SET EXERCISE> Copy out the part of the entries that opens with the line containing "Find the autumn" and closes with the line containing "[[[17,124],[16,107],[9,102],[0,102],[0,136],[15,136]]]", requests included, raising every coordinate in the answers by 36 while leaving the format samples unchanged. Leave the pictures out.

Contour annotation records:

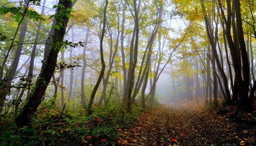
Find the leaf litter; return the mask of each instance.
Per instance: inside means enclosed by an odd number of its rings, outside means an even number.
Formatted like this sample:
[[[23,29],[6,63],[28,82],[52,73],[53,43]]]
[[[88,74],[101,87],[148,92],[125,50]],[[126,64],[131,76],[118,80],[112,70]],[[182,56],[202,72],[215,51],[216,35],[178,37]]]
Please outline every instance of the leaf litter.
[[[231,107],[232,108],[233,107]],[[203,100],[170,103],[138,117],[139,122],[123,134],[133,146],[256,146],[255,126],[218,115]],[[230,109],[229,109],[230,110]],[[256,120],[256,112],[247,118]],[[249,116],[249,117],[248,117]]]

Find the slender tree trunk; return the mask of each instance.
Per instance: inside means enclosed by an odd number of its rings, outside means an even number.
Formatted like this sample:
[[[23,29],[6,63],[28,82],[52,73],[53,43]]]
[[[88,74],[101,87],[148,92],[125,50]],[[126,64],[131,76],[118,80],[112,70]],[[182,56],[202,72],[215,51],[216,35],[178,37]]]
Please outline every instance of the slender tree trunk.
[[[82,77],[81,79],[81,104],[82,107],[84,107],[85,105],[85,97],[84,95],[84,76],[85,73],[85,67],[86,67],[86,59],[85,59],[86,52],[86,47],[88,44],[88,38],[89,37],[89,28],[86,33],[86,37],[85,42],[84,45],[84,50],[83,51],[83,68],[82,69]]]
[[[71,35],[72,36],[72,42],[74,42],[74,30],[72,29],[71,31]],[[72,53],[73,52],[73,48],[70,48],[70,63],[72,63]],[[73,74],[74,72],[73,71],[73,68],[70,68],[70,90],[68,93],[68,98],[67,98],[67,102],[70,102],[71,99],[71,95],[72,95],[72,93],[73,91],[73,80],[74,79]]]
[[[61,52],[61,60],[64,60],[64,55],[65,51],[63,51]],[[61,78],[61,108],[64,107],[64,71],[63,70],[61,70],[60,72],[60,78]]]
[[[102,64],[102,69],[99,74],[99,79],[98,79],[97,82],[96,83],[96,84],[95,84],[95,86],[93,88],[93,90],[92,92],[92,94],[91,95],[89,103],[88,104],[87,107],[87,114],[88,115],[91,114],[93,112],[93,111],[92,110],[92,106],[93,104],[93,100],[94,100],[94,97],[95,96],[95,94],[96,94],[96,92],[97,92],[97,90],[98,90],[98,88],[99,85],[99,84],[100,83],[102,79],[102,77],[104,75],[104,71],[105,70],[105,67],[106,67],[105,62],[104,62],[104,57],[103,56],[103,39],[104,38],[104,34],[105,34],[105,28],[106,27],[106,20],[107,19],[106,14],[107,13],[107,8],[108,7],[108,0],[106,0],[106,3],[104,7],[104,13],[103,14],[103,26],[102,27],[102,32],[100,43],[100,59]]]

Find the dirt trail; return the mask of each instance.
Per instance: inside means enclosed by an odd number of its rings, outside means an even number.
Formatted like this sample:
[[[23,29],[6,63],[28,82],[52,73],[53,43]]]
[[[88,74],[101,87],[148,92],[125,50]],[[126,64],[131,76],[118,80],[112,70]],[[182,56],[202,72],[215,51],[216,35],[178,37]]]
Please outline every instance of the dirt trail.
[[[127,135],[128,144],[256,146],[255,127],[238,125],[203,107],[197,102],[172,103],[144,113]]]

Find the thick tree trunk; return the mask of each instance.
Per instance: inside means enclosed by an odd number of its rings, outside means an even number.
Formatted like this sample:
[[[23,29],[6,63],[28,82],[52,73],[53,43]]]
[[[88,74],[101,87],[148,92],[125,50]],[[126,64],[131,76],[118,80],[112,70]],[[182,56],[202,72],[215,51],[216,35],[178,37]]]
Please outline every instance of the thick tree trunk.
[[[58,8],[57,15],[60,12],[70,14],[70,11],[65,10],[68,8],[71,8],[71,1],[67,0],[60,0],[59,4],[64,6],[65,9]],[[41,71],[35,82],[34,88],[15,119],[18,126],[22,126],[30,124],[32,116],[36,111],[41,102],[46,88],[55,70],[58,54],[63,43],[66,28],[69,20],[69,17],[66,15],[64,15],[61,18],[56,19],[56,22],[62,23],[63,26],[59,25],[59,30],[54,29],[49,55],[45,63],[42,66]]]

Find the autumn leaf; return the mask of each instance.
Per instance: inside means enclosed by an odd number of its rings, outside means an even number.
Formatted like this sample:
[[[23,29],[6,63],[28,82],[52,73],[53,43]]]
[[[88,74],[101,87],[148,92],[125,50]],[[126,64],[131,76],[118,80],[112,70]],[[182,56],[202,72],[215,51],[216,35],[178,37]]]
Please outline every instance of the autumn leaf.
[[[124,144],[124,143],[122,142],[122,139],[119,139],[119,140],[117,140],[117,143],[120,143],[121,145],[122,145],[123,144]]]
[[[99,121],[99,119],[98,119],[98,118],[97,118],[96,117],[94,117],[94,120],[95,121]]]
[[[86,138],[90,138],[92,137],[92,136],[89,136],[89,135],[87,135],[85,136],[85,137]]]
[[[176,143],[178,142],[177,140],[179,139],[178,138],[172,138],[172,141],[175,141]]]
[[[130,131],[130,132],[132,132],[132,133],[134,133],[135,132],[135,131],[134,130],[131,130],[131,131]]]

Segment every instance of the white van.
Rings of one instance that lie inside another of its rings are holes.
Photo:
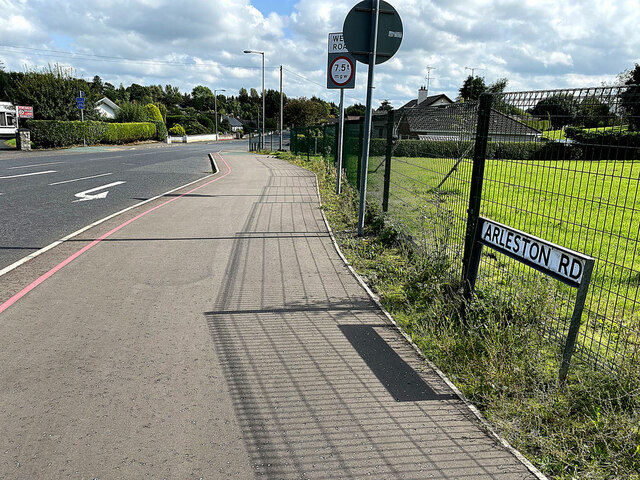
[[[17,124],[16,107],[9,102],[0,102],[0,136],[15,136]]]

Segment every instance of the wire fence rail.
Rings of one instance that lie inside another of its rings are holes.
[[[343,175],[359,188],[362,122],[347,122]],[[335,125],[293,129],[295,153],[336,158]],[[321,145],[321,148],[318,148]],[[485,95],[376,114],[367,202],[464,278],[479,217],[595,260],[575,355],[597,368],[640,350],[640,86]],[[475,293],[524,303],[564,347],[576,290],[482,253]]]

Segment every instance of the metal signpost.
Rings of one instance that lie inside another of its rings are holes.
[[[488,218],[479,217],[469,268],[465,275],[467,298],[475,287],[483,245],[578,289],[560,366],[559,380],[563,383],[576,347],[595,260]]]
[[[360,211],[358,235],[364,233],[364,214],[367,199],[367,170],[371,140],[371,110],[373,104],[374,67],[395,55],[402,43],[402,20],[390,4],[383,0],[363,0],[351,9],[344,21],[344,41],[349,53],[359,62],[369,65],[367,102],[362,142],[360,173]]]
[[[80,110],[80,119],[84,124],[84,92],[82,90],[80,90],[80,96],[76,97],[76,105]],[[84,135],[82,137],[82,145],[85,147],[87,146],[87,139]]]
[[[356,60],[347,51],[342,32],[329,34],[327,59],[327,88],[340,89],[340,124],[338,126],[338,159],[336,193],[342,191],[342,145],[344,138],[344,89],[356,86]]]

RESPONSE BELOW>
Find the autumn leaf; return the mask of each instance.
Per instance: inside means enclosed by an odd number of its rings, outside means an even number.
Formatted like this sample:
[[[23,29],[6,63],[28,82],[52,73],[53,43]]]
[[[88,74],[101,87],[148,92],[125,50]],[[126,64],[131,76],[118,80],[112,70]],[[182,56],[202,72],[215,51],[216,35],[178,37]]]
Please outline every instance of the autumn leaf.
[[[160,180],[160,179],[158,178],[158,175],[155,175],[155,176],[153,176],[153,179],[156,179],[157,181],[158,181],[159,180]]]
[[[135,157],[135,155],[134,155],[134,154],[133,154],[132,153],[130,153],[130,156],[131,157]]]
[[[122,174],[126,174],[128,173],[128,172],[125,172],[125,171],[123,171],[121,172],[121,173]]]
[[[212,179],[214,178],[213,176],[215,175],[214,174],[208,174],[208,177],[211,177]]]
[[[166,167],[166,168],[168,168],[168,169],[170,169],[171,168],[171,167],[170,166],[167,166],[167,167]]]

Segment every instance of the white van.
Rings of one instance that lie inside another of its rings are holes.
Photo:
[[[53,160],[52,143],[45,138],[36,138],[36,172],[51,172]]]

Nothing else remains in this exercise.